## SELECTED EXCERPT:
January 15, 2020
Diet is the biggest potential health risk, as reported by a recently published Finnish study. What’s the optimal solution to improve public health? According to the authors, somewhat unexpectedly, it’s to stop taxing fruits & veggies.
In the study, conducted by the Finnish Food Authority, Finnish institute for health and welfare, and University of Helsinki, the main food and diet-related factors contributing to the burden of disease in the Finnish society were investigated. Three very dominant factors were found, in their descending order of importance: too low fruit intake, excess salt intake, and suboptimal vegetable intake. The fourth most important factor, overconsumption of saturated fats, had far less impact than the top three, highlighting the importance of whole plant foods in promoting health. A similar pattern is likely to exist in most developed countries: the loss in healthy life years is caused more by poor diet rather than problems in hygiene, in contrast to the less developed countries.

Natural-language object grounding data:
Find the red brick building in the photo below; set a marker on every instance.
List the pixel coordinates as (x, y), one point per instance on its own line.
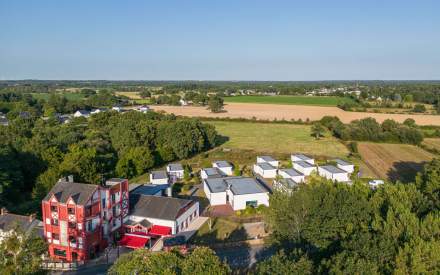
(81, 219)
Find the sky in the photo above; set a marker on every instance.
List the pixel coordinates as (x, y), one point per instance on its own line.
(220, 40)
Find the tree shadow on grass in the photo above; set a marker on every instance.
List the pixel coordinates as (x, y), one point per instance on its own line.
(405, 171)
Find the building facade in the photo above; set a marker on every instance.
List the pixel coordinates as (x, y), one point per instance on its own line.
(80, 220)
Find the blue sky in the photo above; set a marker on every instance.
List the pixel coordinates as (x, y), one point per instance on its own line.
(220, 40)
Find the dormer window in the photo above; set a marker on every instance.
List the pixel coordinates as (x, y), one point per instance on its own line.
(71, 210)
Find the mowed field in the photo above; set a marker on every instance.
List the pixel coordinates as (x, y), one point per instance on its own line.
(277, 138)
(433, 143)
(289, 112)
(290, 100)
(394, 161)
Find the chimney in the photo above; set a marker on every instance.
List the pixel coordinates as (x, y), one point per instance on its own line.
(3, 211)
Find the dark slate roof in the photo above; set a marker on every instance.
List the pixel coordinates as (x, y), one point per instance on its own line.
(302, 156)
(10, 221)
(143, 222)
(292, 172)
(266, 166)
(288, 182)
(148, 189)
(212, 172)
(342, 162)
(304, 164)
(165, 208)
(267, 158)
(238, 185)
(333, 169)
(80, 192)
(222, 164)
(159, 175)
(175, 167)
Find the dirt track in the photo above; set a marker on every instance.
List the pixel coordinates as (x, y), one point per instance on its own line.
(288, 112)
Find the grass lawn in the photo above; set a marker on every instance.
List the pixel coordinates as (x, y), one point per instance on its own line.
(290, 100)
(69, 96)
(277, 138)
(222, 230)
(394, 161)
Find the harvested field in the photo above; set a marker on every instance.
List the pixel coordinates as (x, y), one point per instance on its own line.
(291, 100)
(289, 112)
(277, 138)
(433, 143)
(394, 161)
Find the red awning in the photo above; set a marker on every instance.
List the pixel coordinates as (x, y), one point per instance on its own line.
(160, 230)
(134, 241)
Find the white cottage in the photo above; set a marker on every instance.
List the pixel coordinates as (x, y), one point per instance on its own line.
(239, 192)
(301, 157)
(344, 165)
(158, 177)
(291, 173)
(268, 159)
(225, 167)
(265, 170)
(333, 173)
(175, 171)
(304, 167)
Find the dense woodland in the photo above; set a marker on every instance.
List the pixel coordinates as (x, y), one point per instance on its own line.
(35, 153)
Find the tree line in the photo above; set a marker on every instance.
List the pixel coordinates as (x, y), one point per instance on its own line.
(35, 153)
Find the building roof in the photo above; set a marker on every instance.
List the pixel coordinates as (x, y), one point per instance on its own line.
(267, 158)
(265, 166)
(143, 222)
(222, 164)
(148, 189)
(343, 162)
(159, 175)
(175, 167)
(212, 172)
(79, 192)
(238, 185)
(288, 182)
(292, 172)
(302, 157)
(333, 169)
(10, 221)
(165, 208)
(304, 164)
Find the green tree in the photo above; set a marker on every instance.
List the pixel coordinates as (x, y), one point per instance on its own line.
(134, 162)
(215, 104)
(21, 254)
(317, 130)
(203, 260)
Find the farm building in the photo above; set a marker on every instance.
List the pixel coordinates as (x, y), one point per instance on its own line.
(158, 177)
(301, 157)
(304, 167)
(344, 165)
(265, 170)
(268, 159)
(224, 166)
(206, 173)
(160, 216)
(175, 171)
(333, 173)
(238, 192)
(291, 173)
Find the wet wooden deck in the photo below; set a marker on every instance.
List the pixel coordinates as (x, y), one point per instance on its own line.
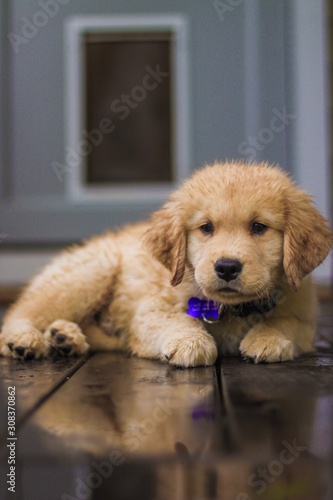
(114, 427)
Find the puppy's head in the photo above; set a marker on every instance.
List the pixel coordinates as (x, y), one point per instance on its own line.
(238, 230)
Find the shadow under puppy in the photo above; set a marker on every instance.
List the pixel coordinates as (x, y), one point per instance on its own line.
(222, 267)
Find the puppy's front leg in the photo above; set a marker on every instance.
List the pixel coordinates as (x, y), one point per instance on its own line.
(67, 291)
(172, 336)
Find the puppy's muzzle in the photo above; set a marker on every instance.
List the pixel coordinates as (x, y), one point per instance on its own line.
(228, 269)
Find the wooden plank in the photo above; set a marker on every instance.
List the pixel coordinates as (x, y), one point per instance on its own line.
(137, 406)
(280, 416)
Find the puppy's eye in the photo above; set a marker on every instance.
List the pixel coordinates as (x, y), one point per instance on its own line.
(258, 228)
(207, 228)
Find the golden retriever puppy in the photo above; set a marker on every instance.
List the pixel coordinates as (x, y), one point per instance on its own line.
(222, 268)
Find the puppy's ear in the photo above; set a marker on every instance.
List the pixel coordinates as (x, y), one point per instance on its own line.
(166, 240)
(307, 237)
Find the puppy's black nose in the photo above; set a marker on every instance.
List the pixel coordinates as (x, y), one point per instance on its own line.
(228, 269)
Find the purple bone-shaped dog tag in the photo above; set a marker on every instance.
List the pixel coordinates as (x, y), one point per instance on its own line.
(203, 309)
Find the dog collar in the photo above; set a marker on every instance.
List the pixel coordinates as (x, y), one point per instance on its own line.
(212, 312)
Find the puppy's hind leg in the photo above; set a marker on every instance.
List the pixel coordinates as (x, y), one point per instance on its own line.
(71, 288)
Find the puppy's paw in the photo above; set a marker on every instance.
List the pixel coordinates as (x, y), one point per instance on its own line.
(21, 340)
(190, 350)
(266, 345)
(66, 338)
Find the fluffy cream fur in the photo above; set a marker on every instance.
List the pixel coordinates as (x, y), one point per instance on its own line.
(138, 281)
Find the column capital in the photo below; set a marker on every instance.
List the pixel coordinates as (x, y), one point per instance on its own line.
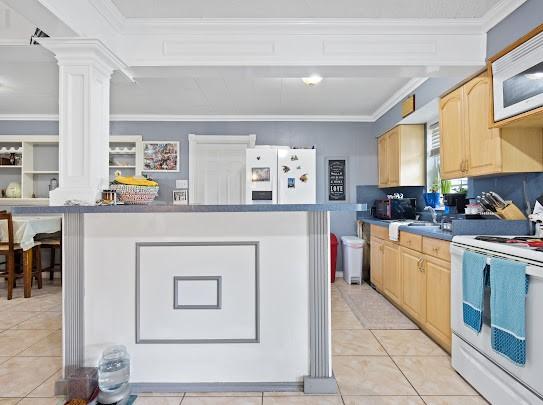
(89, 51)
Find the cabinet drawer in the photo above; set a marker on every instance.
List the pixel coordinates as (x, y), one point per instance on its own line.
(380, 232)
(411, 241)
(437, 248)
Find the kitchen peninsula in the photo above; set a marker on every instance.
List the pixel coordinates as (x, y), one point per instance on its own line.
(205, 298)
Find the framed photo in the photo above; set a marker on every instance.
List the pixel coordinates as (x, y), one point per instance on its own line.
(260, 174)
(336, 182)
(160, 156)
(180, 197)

--

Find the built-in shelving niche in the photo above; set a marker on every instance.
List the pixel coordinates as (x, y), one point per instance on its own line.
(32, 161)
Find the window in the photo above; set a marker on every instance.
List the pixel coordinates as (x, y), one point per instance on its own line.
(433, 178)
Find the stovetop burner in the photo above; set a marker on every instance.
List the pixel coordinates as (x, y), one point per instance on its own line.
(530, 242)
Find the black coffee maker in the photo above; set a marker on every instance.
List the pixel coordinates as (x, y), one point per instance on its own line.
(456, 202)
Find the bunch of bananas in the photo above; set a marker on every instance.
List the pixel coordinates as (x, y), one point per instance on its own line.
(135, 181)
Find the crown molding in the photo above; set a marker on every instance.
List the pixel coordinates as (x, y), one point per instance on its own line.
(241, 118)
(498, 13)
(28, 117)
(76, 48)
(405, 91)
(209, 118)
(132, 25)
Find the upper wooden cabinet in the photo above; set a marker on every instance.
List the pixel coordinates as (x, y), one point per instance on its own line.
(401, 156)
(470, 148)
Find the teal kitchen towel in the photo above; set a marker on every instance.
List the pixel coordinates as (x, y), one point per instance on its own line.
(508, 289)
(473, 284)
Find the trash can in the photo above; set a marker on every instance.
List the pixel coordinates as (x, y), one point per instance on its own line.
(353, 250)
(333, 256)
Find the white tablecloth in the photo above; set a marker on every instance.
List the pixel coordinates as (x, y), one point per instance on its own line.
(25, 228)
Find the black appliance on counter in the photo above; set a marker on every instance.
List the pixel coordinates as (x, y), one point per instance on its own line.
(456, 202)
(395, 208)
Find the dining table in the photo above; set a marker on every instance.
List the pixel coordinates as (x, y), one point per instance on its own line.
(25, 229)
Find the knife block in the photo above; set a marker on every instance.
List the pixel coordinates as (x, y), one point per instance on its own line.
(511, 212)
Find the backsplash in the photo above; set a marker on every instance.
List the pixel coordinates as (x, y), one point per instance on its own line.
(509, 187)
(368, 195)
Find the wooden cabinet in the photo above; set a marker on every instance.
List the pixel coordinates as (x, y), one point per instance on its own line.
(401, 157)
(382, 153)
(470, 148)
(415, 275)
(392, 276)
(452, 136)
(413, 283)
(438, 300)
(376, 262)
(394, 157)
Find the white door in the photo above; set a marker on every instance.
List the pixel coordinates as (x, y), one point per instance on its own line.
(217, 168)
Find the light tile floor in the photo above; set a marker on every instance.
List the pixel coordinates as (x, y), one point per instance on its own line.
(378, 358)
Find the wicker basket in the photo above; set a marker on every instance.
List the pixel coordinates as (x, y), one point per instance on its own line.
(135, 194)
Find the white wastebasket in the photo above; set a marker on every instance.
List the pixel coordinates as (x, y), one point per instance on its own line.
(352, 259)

...

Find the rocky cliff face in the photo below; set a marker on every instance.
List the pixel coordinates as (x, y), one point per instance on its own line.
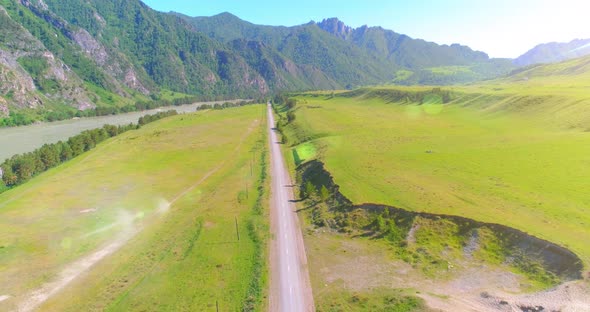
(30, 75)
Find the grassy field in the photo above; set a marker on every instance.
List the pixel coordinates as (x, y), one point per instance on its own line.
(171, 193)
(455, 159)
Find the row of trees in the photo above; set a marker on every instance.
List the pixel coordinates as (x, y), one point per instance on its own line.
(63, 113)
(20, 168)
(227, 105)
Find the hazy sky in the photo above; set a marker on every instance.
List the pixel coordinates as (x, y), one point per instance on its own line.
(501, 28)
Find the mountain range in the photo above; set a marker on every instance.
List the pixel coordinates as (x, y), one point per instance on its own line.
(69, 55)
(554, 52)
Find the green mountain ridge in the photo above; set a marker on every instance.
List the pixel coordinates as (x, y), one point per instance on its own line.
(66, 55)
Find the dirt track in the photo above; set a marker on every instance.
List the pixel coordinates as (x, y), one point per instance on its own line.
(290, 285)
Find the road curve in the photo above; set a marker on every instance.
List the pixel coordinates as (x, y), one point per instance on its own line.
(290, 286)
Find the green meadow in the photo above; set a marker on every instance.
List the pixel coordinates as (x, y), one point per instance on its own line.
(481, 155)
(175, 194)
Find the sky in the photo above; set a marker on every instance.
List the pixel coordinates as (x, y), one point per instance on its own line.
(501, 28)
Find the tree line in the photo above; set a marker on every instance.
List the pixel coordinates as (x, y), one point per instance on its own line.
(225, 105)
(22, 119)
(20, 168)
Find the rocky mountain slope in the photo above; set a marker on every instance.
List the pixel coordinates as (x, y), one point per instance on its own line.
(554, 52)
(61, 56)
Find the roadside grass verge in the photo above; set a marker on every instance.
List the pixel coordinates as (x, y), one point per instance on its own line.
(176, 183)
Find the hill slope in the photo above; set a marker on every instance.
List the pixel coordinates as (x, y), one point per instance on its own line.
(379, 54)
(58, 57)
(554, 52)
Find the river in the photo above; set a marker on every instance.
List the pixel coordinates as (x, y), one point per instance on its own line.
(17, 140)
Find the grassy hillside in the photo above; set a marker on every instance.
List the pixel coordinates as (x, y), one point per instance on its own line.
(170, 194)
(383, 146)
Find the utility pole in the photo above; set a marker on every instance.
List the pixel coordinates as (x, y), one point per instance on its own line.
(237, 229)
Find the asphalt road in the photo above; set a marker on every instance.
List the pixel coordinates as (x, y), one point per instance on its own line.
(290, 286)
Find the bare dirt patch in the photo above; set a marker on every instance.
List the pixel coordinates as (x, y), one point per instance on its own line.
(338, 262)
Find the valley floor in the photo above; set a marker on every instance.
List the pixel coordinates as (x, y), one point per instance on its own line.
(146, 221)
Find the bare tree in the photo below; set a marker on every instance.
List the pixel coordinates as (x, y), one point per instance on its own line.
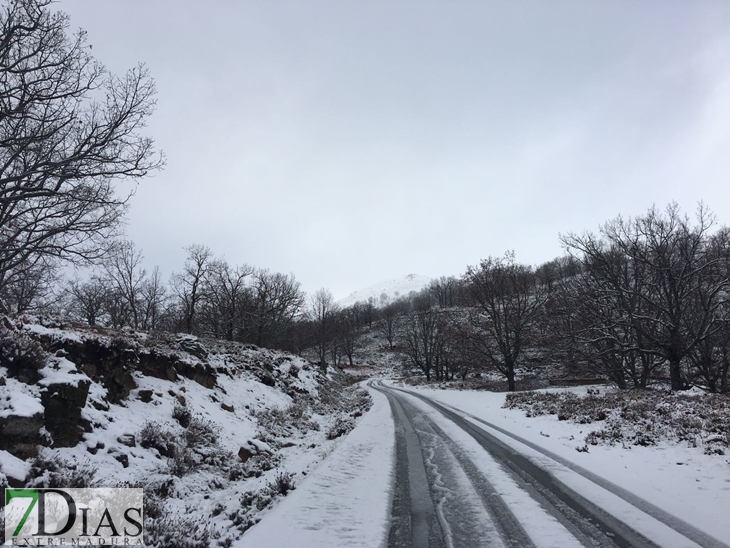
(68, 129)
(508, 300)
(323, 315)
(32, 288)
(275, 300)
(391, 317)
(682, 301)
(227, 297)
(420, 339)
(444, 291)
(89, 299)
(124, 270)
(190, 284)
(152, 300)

## ACTIVITY:
Continue the article on the Finnish study of diet and disease burden from its last sentence.

## WRITTEN RESPONSE:
Based on the results, a radical suggestion was made: the most effective way to decrease the disease burden and to improve public health was to remove the VAT from fruits and vegetables. Currently at 14% in Finland for all foods, the removal of this tax is estimated to save 5.8 million euros in yearly healthcare costs. However, the political willingness to abolish VAT from fruits and vegetables might be reduced by the slow pace at which the expected beneficial effects appear, taking several years, while the loss in the tax revenue becomes immediately evident. Some other ways to promote plant-based eating could be to focus government subsidies more on plant food production rather than dairy and meat, although such reform would probably face no less opposition.